Немного трудно поверить в то, что император мог снизойти до столь интимных откровений с нелюбимым премьером и употребить применительно к своей обожаемой супруге слово "истерика".
Дни Столыпина были сочтены - недовольство и раздражение Николая II переросли в ненависть к премьеру, одновременно занимавшему и пост министра внутренних дел.
"За разоблачение и удаление Распутина, вскоре, впрочем, возвращенного отправившеюся за ним Вырубовой, возненавидела Столыпина царица", - писал в своих "Записках" бывший директор департамента Министерства иностранных дел Лопухин.
После некоторого раздумья в Царском Селе остановились на кандидатуре нижегородского губернатора Алексея Хвостова, богатого помещика крайне правых взглядов и вдобавок племянника министра юстиции.
Хвостов был молод - только-только готовился разменять пятый десяток, но уже успел зарекомендовать себя наилучшим образом на посту губернатора.

+ + +

▶ **ЗАДАНИЕ**:
Как будет звучать отрывок исходного текста от «Дни Столыпина были» до «на посту губернатора.», если поменять «Царском Селе» на «Петергофе»?

▶ **ДОСТУПНЫЕ ДАННЫЕ**:
+ + +

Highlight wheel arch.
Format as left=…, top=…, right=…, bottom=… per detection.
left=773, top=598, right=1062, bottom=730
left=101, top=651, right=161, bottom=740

+ + +

▶ **РЕЗУЛЬТАТ УПРАЖНЕНИЯ**:
Дни Столыпина были сочтены - недовольство и раздражение Николая II переросли в ненависть к премьеру, одновременно занимавшему и пост министра внутренних дел.
"За разоблачение и удаление Распутина, вскоре, впрочем, возвращенного отправившеюся за ним Вырубовой, возненавидела Столыпина царица", - писал в своих "Записках" бывший директор департамента Министерства иностранных дел Лопухин.
После некоторого раздумья в Петергофе остановились на кандидатуре нижегородского губернатора Алексея Хвостова, богатого помещика крайне правых взглядов и вдобавок племянника министра юстиции.
Хвостов был молод - только-только готовился разменять пятый десяток, но уже успел зарекомендовать себя наилучшим образом на посту губернатора.